● **Activity**:
No images, please. Copy each entry below exactly as it reads.

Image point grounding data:
⁂
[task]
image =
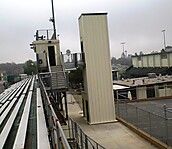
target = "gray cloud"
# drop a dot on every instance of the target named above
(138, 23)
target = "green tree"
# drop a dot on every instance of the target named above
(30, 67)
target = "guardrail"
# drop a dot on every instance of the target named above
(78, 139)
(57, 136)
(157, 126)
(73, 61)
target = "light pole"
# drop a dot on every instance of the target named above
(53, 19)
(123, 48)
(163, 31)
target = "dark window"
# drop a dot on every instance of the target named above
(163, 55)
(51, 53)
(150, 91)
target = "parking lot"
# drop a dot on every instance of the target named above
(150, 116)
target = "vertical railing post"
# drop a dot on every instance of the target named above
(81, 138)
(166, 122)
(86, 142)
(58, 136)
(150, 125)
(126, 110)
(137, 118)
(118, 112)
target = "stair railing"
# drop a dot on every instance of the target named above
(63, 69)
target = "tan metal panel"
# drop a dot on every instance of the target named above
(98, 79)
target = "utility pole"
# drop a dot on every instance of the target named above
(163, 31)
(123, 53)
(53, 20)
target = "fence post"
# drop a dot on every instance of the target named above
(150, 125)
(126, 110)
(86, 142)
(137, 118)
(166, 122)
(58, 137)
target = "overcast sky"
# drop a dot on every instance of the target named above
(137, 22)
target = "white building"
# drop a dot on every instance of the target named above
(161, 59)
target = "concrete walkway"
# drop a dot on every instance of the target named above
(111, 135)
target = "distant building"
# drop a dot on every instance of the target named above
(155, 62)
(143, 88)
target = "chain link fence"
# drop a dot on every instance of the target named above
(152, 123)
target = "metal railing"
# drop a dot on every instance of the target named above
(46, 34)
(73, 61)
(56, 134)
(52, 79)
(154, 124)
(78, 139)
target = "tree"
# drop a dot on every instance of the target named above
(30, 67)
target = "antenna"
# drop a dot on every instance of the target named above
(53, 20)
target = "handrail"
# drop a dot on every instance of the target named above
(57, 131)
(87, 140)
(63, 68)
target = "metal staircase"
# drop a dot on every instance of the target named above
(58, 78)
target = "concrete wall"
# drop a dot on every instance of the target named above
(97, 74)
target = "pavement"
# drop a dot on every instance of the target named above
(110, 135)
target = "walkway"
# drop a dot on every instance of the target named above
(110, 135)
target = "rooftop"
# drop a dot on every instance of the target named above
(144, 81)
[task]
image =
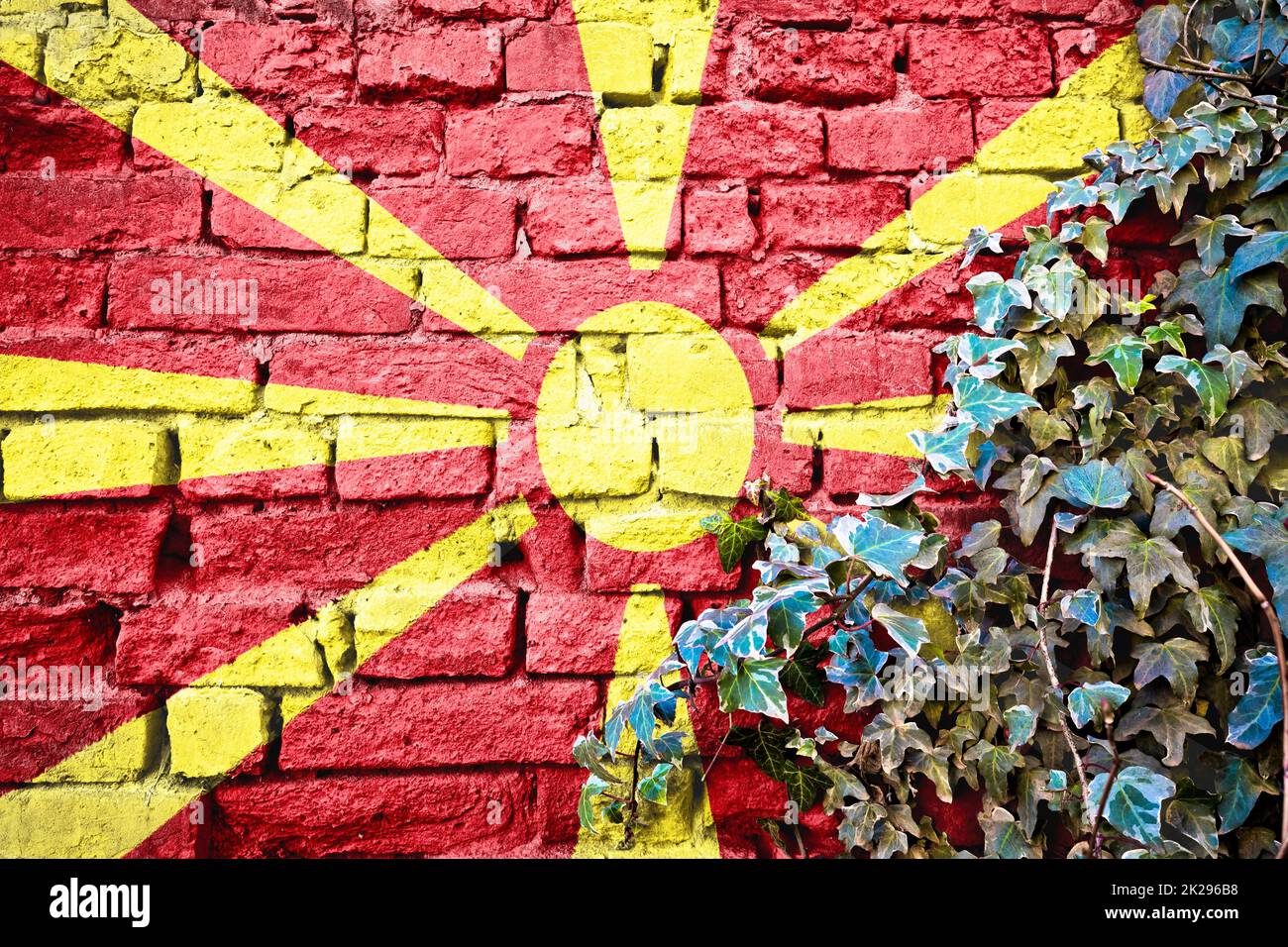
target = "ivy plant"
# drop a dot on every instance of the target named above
⁂
● **Answer area**:
[task]
image =
target = "gray cloud"
# drop a dot on every instance of the target named above
(138, 23)
target = "green tree"
# drop a dot on every instance of the target named above
(30, 67)
target = "guardrail"
# drop a dot on every instance of the target named above
(78, 139)
(57, 136)
(157, 126)
(73, 61)
target = "light pole"
# drop a dot on every instance of the target named above
(53, 19)
(123, 48)
(163, 31)
target = "dark window"
# drop a dot on every instance of the target named above
(163, 55)
(51, 53)
(150, 91)
target = "parking lot"
# drop a dot on every instance of the target named above
(150, 116)
target = "vertical railing post"
# drop a dot on every instance of the target named above
(81, 138)
(166, 122)
(86, 142)
(58, 136)
(150, 125)
(126, 110)
(137, 118)
(118, 112)
target = "stair railing"
# drop a dot on every instance of the target named above
(63, 69)
target = "tan metal panel"
# drop a dot on every instance of the target named above
(98, 79)
target = "utility pole"
# drop a dot on every instance of the target named above
(163, 31)
(123, 53)
(53, 20)
target = "fence post"
# drop a dot on every instance of the target named above
(150, 125)
(126, 110)
(86, 142)
(137, 118)
(166, 122)
(58, 137)
target = "overcast sky"
# drop a dot on every instance of the target named above
(137, 22)
target = "white building"
# drop a dot on every instance of the target named above
(161, 59)
target = "concrete walkway"
# drop a dot on every instance of the target named above
(111, 135)
target = "distant building"
# drop a dot on every instance of the target named above
(155, 62)
(143, 88)
target = "chain link fence"
# drop a dot on every instance of the target named above
(152, 123)
target = "metal railing"
# drop a dot on every instance of the target named above
(46, 34)
(73, 61)
(56, 134)
(52, 79)
(154, 124)
(78, 139)
target = "tree"
# drop a dot on every instance of the target named above
(30, 67)
target = "antenna"
# drop a dot on every instance of the target named above
(53, 20)
target = "handrail"
# drop a dot on every instance of the target named above
(57, 131)
(87, 140)
(63, 68)
target = "metal staircase"
# drop a dot on every instance of the target named above
(58, 78)
target = "concrete wall"
# drop a dot on every instance of the target named above
(97, 74)
target = "pavement"
# drop a dot on every instance of the target named above
(110, 135)
target = "walkway"
# drop a dot on every instance of the target named above
(110, 135)
target = "rooftop"
# drop a dot on every instance of the target named above
(144, 81)
[task]
image =
target = "ivy plant"
# drop a dot on every instance of the target named above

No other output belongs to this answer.